- _Tâches à réaliser_
A) D'après l'extrait choisi, de quel outil Georges Méliès se sert-il dans sa lutte pour la vérité ?
B) Rendez en anglais cette phrase de l'extrait choisi : « L’affaire Dreyfus coupe la France en deux. »

━━━━━ Extrait choisi ━━━━━

Photos © Grégoire Matzneff

 

mardi 25 juillet 2023

Julien Delpech et Alexandre Foulon : Les Téméraires

Les Téméraires

 

1894. L’affaire Dreyfus coupe la France en deux.

D’un côté, l’armée et l’État propageant des fausses rumeurs baignées d’antisémitisme ; de l’autre, Émile Zola et Georges Méliès.

L’un avec sa plume, l’autre avec la première caméra au monde, mais tous deux aidés par leurs incroyables femmes, s’engagent dans une lutte pour la vérité. Si la défaite semble toute tracée, leurs courages en auront décidé autrement.

━━━━━ Données à examiner ━━━━━

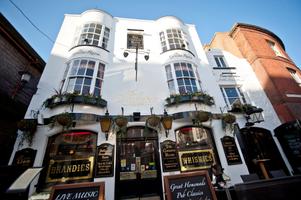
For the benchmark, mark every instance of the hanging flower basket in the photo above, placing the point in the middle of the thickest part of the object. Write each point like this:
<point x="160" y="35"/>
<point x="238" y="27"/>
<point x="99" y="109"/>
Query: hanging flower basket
<point x="228" y="118"/>
<point x="64" y="119"/>
<point x="121" y="121"/>
<point x="153" y="121"/>
<point x="27" y="125"/>
<point x="202" y="116"/>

━━━━━

- _Résultats par tâche_
A) Il se sert de la première caméra au monde.

B) The Dreyfus affair splits France in two.